• [Input data]:
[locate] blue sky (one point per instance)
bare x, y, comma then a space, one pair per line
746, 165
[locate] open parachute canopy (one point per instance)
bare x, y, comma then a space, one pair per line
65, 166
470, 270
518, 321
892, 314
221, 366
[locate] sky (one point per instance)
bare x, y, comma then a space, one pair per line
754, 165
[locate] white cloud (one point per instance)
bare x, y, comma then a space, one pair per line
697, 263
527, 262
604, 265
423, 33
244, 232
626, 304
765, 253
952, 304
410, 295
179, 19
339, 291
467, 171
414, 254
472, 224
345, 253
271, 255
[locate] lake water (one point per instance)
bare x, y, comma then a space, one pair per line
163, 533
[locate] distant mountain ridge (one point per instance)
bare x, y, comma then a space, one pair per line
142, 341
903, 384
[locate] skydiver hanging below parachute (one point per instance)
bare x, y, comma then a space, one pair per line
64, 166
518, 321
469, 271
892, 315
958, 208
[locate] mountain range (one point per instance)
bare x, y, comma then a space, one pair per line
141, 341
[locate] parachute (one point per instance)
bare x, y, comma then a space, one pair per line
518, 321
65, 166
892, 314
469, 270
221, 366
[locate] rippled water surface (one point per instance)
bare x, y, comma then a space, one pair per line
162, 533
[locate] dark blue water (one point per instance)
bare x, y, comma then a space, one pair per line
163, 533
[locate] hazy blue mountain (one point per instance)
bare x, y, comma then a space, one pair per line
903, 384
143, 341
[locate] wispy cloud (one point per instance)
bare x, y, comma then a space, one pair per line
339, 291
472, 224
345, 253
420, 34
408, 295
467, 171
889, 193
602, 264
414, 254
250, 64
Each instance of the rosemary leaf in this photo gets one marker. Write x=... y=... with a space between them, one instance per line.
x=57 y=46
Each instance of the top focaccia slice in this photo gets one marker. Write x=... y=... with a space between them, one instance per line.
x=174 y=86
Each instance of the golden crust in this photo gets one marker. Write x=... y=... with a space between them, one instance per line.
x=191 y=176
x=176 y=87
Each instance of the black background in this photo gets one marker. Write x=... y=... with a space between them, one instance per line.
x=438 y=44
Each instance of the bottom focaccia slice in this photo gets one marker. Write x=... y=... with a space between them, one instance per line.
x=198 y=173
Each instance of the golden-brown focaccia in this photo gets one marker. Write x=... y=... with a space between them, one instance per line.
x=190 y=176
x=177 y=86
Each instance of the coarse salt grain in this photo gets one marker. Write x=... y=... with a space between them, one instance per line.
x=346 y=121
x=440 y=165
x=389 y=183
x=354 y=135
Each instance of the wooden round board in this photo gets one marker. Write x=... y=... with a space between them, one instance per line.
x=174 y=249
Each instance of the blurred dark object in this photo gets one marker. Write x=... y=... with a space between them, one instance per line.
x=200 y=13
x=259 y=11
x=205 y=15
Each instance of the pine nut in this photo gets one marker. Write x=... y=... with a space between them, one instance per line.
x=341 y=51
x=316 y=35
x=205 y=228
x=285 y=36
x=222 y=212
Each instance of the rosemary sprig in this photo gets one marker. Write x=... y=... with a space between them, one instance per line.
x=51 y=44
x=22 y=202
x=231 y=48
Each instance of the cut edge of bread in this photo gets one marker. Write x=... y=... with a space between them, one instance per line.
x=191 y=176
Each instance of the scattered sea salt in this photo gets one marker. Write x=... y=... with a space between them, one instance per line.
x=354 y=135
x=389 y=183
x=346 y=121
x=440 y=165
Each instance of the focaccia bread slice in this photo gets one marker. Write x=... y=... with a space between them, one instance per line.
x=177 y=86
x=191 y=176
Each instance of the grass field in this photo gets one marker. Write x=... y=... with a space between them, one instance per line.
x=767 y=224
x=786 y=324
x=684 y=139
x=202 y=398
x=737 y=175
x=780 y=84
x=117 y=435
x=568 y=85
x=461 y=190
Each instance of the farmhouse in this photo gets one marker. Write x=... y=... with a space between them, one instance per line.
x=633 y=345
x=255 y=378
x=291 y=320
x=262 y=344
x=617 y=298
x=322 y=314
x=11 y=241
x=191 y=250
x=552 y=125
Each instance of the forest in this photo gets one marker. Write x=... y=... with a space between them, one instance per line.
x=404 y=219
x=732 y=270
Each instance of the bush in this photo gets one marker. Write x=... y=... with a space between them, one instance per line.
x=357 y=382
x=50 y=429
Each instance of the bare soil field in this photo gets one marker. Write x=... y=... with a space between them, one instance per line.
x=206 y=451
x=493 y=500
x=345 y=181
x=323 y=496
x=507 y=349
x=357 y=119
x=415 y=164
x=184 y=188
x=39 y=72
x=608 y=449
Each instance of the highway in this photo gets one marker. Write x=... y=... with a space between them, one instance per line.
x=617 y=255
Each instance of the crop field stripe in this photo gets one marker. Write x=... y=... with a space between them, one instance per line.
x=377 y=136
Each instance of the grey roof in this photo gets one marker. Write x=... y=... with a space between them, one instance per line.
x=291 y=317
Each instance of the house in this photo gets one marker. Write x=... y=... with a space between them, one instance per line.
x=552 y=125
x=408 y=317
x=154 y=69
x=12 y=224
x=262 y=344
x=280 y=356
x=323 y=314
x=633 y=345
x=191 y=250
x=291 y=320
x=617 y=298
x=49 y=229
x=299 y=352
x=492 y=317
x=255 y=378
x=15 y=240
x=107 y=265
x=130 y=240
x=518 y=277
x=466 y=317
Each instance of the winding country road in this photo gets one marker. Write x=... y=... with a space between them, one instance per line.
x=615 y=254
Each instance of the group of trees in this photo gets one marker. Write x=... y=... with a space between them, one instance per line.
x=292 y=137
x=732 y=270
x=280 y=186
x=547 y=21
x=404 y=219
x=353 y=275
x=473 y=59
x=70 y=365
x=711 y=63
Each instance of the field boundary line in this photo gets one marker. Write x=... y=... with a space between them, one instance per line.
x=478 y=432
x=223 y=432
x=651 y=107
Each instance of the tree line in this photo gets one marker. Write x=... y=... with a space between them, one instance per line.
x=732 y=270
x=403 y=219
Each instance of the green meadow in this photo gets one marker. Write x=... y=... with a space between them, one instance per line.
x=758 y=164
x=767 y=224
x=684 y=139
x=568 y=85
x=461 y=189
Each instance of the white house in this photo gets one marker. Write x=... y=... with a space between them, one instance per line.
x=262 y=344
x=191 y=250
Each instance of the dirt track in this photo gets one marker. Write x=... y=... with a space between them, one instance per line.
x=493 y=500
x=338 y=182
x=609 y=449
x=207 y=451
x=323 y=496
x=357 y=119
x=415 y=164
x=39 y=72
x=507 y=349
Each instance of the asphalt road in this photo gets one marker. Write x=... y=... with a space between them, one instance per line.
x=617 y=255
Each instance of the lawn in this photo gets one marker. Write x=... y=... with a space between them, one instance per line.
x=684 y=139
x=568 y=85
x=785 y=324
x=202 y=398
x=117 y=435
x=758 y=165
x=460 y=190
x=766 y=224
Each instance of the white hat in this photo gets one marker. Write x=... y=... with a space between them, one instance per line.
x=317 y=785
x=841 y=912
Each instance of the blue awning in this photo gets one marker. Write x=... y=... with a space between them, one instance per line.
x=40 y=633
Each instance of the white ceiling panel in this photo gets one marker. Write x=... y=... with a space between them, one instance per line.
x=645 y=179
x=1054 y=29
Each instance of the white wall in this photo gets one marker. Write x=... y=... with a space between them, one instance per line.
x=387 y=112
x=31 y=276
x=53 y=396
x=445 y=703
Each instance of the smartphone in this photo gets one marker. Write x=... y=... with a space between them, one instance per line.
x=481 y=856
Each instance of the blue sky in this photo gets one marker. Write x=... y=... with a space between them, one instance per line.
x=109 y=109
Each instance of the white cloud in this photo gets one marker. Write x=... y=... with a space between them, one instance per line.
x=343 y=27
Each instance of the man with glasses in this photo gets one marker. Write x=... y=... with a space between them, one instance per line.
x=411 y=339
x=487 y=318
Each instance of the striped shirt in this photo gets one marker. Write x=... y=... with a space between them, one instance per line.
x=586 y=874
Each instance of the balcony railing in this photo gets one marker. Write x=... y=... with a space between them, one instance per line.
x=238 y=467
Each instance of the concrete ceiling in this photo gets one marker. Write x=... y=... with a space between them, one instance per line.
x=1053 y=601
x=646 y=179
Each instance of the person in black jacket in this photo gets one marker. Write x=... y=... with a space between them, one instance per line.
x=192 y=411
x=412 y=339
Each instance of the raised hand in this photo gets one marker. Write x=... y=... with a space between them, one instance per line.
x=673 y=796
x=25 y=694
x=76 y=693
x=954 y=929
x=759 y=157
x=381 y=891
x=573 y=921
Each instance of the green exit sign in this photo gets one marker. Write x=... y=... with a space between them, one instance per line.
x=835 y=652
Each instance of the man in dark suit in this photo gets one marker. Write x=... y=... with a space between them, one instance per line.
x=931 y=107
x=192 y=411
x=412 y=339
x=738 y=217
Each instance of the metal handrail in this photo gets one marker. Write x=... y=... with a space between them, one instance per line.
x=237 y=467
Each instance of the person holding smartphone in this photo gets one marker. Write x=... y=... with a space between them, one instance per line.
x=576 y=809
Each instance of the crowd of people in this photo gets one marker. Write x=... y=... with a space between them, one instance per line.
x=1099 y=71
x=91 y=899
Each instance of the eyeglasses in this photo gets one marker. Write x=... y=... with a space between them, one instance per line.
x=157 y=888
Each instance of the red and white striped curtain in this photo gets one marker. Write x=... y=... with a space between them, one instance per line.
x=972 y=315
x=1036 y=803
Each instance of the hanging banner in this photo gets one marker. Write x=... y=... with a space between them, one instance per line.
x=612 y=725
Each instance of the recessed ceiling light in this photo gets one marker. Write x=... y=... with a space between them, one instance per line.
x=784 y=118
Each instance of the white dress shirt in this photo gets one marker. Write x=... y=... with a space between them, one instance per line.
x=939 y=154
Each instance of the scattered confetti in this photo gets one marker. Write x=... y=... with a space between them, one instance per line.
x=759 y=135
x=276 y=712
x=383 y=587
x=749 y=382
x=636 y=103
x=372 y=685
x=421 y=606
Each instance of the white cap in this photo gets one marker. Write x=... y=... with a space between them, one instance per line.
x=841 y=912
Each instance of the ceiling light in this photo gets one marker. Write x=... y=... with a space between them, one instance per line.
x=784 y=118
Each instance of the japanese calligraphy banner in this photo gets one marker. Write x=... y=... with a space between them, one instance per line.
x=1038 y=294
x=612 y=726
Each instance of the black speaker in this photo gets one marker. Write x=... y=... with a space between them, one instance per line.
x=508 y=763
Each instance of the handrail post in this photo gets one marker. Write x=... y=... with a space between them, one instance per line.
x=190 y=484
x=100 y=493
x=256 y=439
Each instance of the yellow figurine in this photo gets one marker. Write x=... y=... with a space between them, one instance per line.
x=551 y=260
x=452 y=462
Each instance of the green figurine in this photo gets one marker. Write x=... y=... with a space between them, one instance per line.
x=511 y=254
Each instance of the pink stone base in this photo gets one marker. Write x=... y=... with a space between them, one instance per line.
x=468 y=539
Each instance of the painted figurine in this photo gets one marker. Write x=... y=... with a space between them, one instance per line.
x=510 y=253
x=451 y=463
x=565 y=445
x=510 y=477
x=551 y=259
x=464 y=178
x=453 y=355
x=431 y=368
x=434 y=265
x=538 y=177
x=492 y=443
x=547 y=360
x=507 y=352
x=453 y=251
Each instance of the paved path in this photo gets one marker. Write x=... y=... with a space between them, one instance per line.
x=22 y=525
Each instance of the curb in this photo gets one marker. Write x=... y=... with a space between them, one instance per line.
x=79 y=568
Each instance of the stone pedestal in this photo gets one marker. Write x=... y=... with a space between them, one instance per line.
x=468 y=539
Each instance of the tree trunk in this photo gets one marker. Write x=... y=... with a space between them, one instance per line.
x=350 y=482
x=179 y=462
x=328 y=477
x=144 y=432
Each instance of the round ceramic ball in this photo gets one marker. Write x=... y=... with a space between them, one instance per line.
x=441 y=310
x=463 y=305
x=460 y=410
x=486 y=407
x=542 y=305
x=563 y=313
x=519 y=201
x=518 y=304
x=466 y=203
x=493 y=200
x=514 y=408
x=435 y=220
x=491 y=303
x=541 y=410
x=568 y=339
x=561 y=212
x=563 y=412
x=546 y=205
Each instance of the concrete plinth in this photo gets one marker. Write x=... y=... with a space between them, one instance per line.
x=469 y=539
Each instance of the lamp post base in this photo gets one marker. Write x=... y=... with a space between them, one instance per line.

• [Aim]:
Arrange the material above, from the line containing "Each instance of the yellow" through the line containing "x=453 y=251", as a two-column CSV with the headers instruction and coordinates. Give one row for each instruction paired with its coordinates, put each field in quotes, and replace line breaks within a field with spaces.

• [Solution for this task]:
instruction,coordinates
"Each instance of the yellow figurine in this photo gets one marker. Write x=... y=... with a space between them, one instance per line.","x=551 y=260 x=452 y=462"
"Each instance of the green figurine in this photo gets one marker. Write x=... y=... with a space between them, one instance per line.","x=511 y=254"
"Each instance of the pink stone base in this photo gets one marker. Write x=... y=... with a space between them, one instance per line.","x=468 y=539"
"Each instance of the painted figurine in this photo gets one marker. Write x=... y=... with a space between them, one instance per line.","x=510 y=253 x=451 y=463 x=565 y=445 x=510 y=477 x=551 y=259 x=464 y=178 x=453 y=355 x=431 y=368 x=434 y=265 x=538 y=177 x=492 y=443 x=547 y=360 x=507 y=352 x=453 y=251"